Prompt | Where a line of the records holds the string "military", copy that line.

Dataset entries |

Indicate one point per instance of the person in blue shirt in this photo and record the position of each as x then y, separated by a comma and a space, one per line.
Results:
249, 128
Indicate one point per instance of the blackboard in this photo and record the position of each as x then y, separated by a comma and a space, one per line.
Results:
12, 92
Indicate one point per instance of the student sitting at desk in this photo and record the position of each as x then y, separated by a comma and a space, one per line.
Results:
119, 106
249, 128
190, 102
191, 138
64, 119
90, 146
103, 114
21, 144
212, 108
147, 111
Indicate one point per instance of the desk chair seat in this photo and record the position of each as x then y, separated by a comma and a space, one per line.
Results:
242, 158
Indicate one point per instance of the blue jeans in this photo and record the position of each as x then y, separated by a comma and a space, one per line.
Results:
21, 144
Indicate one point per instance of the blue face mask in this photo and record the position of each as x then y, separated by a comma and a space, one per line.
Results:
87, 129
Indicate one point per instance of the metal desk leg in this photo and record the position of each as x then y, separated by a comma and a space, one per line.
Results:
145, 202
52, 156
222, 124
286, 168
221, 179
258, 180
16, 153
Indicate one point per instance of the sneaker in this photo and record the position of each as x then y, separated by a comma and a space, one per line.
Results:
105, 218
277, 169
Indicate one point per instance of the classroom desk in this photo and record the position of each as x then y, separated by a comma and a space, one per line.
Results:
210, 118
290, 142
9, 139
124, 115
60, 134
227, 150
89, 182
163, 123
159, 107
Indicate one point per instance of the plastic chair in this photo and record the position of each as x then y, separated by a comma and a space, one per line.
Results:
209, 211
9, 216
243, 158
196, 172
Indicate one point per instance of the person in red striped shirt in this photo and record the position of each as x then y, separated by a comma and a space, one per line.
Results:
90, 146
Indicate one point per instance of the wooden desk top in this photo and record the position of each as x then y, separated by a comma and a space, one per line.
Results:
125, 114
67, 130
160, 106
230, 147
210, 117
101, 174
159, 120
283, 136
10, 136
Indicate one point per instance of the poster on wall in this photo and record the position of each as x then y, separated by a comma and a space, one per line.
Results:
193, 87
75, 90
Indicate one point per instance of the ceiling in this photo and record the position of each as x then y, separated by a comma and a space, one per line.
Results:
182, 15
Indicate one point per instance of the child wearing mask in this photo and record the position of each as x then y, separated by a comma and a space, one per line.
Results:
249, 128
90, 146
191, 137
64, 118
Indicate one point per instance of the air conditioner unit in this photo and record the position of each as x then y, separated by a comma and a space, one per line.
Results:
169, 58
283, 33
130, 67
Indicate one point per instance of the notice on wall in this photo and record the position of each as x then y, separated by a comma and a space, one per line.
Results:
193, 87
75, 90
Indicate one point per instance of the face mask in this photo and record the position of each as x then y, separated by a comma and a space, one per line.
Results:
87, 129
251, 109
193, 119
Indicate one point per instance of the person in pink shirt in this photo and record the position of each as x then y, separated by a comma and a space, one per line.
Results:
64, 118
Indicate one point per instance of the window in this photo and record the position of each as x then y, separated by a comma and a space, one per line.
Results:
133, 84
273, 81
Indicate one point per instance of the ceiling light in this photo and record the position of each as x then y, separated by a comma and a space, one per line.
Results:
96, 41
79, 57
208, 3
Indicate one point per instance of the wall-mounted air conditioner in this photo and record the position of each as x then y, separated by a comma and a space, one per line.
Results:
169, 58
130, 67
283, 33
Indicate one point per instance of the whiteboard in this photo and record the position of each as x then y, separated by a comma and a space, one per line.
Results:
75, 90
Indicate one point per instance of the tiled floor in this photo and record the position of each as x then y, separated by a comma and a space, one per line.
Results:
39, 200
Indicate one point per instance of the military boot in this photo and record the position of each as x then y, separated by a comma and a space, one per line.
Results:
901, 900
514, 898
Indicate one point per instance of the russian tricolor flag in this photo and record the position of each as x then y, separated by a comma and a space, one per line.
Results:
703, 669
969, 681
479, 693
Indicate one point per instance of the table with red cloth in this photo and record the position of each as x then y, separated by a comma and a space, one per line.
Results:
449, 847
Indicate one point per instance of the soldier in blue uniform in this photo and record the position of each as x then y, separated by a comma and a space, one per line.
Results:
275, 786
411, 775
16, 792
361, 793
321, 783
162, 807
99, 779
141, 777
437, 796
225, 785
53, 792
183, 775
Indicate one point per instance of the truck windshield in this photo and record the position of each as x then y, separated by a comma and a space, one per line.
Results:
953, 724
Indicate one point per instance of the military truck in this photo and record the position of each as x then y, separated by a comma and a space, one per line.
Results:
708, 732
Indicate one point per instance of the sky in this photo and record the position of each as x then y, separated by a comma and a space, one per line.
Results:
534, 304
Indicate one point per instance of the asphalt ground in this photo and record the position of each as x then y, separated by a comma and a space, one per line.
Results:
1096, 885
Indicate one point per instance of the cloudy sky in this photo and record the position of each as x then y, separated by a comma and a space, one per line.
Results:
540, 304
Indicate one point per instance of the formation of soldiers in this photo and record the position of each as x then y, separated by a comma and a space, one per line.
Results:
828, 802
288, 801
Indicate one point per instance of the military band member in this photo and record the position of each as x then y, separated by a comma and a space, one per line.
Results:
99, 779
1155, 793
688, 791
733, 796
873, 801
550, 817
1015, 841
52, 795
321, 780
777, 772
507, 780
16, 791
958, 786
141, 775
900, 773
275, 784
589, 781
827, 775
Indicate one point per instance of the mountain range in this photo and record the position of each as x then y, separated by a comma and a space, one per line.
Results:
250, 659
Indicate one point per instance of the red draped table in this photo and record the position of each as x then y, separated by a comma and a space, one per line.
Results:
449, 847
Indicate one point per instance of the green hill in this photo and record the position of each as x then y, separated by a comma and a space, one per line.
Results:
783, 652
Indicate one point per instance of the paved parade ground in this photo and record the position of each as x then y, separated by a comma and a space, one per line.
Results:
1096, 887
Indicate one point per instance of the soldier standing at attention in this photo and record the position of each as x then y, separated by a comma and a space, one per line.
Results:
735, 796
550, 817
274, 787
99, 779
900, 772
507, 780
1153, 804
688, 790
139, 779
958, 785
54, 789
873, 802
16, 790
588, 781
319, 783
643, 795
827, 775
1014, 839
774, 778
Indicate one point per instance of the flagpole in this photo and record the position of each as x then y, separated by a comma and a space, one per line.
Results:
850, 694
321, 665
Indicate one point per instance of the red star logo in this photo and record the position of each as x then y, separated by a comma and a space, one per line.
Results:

Expected output |
Indicate one point per instance of the military boot in this photo and record the position of each as x then y, separated by a comma and a space, one per line.
Indicate one point per instance of the military truck in this photo and record the position of each as x then y, separated by a comma and a space, one per line.
Indicate one point per instance of the military band member in this photo and record the position of each as x then y, separated by a comma and a space, one per line.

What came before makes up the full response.